Aim of the task
Each and every line below goes into your answer unchanged, but leave out the images.

Saved entries:
□ □ □ □ □ □ □
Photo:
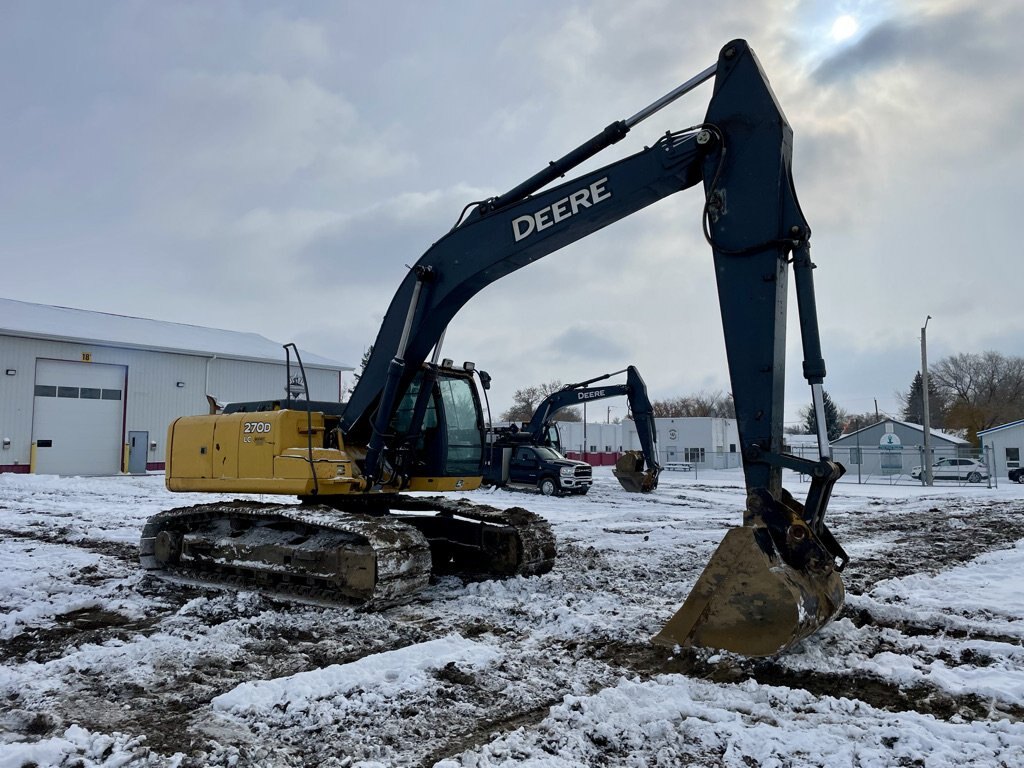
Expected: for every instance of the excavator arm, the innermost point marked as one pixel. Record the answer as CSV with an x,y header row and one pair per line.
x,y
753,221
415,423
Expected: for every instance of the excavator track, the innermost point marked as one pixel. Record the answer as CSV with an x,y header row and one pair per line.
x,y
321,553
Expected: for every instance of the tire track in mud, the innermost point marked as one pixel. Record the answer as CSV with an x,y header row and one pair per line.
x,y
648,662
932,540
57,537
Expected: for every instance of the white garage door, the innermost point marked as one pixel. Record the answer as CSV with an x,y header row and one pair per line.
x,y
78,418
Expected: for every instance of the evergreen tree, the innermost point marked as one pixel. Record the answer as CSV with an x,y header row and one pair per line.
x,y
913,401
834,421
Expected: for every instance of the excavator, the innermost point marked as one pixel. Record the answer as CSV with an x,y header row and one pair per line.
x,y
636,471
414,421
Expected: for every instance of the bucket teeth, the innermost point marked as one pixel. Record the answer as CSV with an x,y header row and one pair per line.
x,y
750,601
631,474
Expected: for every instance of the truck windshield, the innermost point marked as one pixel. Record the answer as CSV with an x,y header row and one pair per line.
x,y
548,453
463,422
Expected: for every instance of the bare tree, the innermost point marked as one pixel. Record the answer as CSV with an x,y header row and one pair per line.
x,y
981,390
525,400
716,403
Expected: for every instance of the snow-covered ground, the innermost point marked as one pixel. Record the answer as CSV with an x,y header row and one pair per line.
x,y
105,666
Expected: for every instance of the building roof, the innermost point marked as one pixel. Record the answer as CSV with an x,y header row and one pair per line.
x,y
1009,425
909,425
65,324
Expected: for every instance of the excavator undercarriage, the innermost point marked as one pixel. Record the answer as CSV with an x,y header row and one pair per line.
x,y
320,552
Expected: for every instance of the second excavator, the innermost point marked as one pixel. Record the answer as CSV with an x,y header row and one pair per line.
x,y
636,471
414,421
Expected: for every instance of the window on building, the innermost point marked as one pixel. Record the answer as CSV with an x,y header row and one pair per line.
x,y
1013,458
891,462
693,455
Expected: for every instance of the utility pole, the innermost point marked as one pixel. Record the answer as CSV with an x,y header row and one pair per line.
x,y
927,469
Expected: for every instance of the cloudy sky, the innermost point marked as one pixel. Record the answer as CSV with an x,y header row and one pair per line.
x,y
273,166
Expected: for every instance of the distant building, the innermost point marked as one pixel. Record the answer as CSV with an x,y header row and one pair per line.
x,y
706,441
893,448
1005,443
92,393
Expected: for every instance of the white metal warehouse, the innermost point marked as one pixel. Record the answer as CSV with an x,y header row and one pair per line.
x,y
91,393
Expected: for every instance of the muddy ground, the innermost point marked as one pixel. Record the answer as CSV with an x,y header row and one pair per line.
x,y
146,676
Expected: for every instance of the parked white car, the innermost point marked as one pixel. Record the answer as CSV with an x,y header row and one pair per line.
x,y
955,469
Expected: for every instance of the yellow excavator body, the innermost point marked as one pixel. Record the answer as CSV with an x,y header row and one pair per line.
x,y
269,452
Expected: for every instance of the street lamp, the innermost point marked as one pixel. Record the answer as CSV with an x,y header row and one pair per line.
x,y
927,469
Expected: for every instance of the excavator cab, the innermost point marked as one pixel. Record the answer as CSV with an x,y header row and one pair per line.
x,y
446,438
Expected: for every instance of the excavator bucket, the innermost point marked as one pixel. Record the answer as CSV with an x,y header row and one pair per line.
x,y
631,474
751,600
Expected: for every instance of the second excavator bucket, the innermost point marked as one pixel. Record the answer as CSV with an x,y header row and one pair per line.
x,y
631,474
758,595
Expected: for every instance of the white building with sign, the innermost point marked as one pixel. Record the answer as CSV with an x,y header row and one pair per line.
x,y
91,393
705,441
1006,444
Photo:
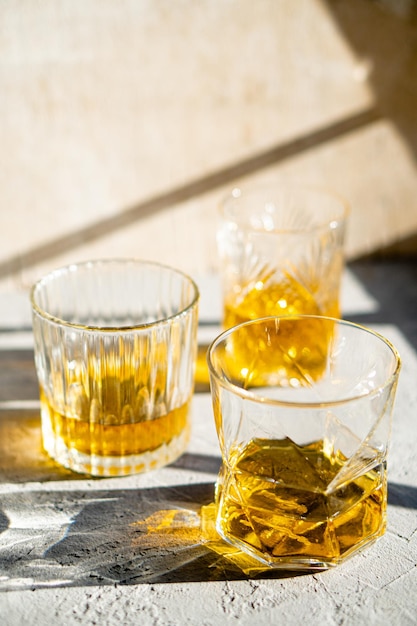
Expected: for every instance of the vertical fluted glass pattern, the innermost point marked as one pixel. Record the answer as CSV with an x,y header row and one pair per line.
□ □ □ □ □ □ □
Final answer
Photo:
Expected: for every instance of the excavator arm, the innermost point marked as one pixel. Record the answer as CSV with an x,y header row and one pair per line.
x,y
753,221
415,423
Expected: for every instance of the excavator track, the innermost point marked as one pixel. Record the answer as CSV with an x,y header row and one pair per line.
x,y
321,553
Expected: for every instance of the tire track in mud, the innermost point marked as one pixel. Record the answer as CSV with an x,y header row and one pair per line.
x,y
648,662
932,540
57,537
Expected: for every instance of the white garage door, the innermost point marked as one pixel. Record the answer as CSV with an x,y header row and one pair per line.
x,y
78,418
Expected: for every instance of the evergreen tree, the innermost point marked as one pixel. Record the answer as CSV with an x,y header row and one pair per line.
x,y
913,401
834,421
Expected: for every instance of the excavator, the innermost point marked as one pixel. Record the answer as CSV with an x,y header row and one pair per line.
x,y
636,471
414,421
Expected: for every instance of the bucket teeth, the innermost point marked as one pixel. Record the answer as CSV with an x,y header row and one pair per line.
x,y
750,601
631,474
Expected: for every instance of the truck windshield, the innermost point marked as one pixel. Record the answer as CSV with an x,y header row and one pair per line.
x,y
548,453
463,422
Expected: for every instance of the bare tree, the innermost point marked as one pixel. Record the answer as CSV with an x,y header row and one pair per line.
x,y
981,390
525,400
716,403
Expected: for every instance of the snow-covered ground, the innermost point marked as one pixel. Record the answer as CSV with an x,y header row and one pair per line.
x,y
105,666
Expected: for every instance of the building roof, the innermost point marked as one pixel. Record the answer as CSV with an x,y header row and one pair per line.
x,y
1009,425
909,425
65,324
Expected: for every instance of the excavator undercarriage, the innermost point marked as one pixel. Record the answer as CSV with an x,y header row and one pair per line.
x,y
320,552
Expected: for every instance of the second excavator, the innermost point marked as one pixel. Record the answer as CSV with an x,y header row and one pair per line.
x,y
636,471
414,421
Expected: for every instance of the window on building, the innermost point marked as one pixel. Record the answer as CSV with an x,y header row and one pair per line.
x,y
1013,458
891,462
693,455
Expected: for every instance of the utility pole, the innermost point marked as one pixel. Record the answer as CSV with an x,y header row and one pair per line.
x,y
927,469
Expected: for every instance of the cloudy sky, the innermost point marked as one pixel. Record the answer as CSV with an x,y header row and one pair per line.
x,y
273,166
Expected: for every instance of the distant building, the innermost point marked as one pixel. Record the answer as CSV with an x,y header row and one pair per line.
x,y
706,441
893,448
1005,443
92,393
Expected: for every instance of the white metal warehouse, the innermost point marked as one pixel. Record the answer as CSV with an x,y header row and one pair per line.
x,y
91,393
Expected: for every instance of the muddy ground, the innermost point marked as one pixel. Record the answer as CSV with an x,y header row and one pair per line.
x,y
146,676
Expected: for every instance of the parked white car, the innermost point marked as one pixel. Record the answer as CSV with an x,y header row and one pair per line.
x,y
955,469
Expected: for every instance of the yellow excavator body, the innermost point marked as one pixel. Record the answer as CSV with an x,y header row and one pair per line.
x,y
269,452
Expected: for every instance of the street lamp, the innermost point marked as one pixel. Record the answer as CSV with an x,y header row and one pair per line.
x,y
927,469
Expected: for every instance of the excavator cab, the innermost point marked as one pixel. Record the answer as CSV with an x,y header row and one pair per line.
x,y
446,438
Expected: for every instance of the excavator bucket, the innermost point marked as one pixel. Record the answer as CSV with an x,y header row and one pair per line.
x,y
631,474
751,600
Expected: for every instance of the second excavator bucket, the innermost point marked as one pixel. Record the answer as CSV with an x,y header row and one pair per line.
x,y
631,474
758,595
Expected: for every instance of the white building with sign, the innermost point marked as one pixel. Record the answer as CSV with an x,y header row and one pair per line.
x,y
91,393
705,441
1006,444
Photo:
Expected: for every instance of the vertical fluted glass pattern, the innermost point marked as one pixel. Record the answer as CSV with an x,y header row and one pair per line.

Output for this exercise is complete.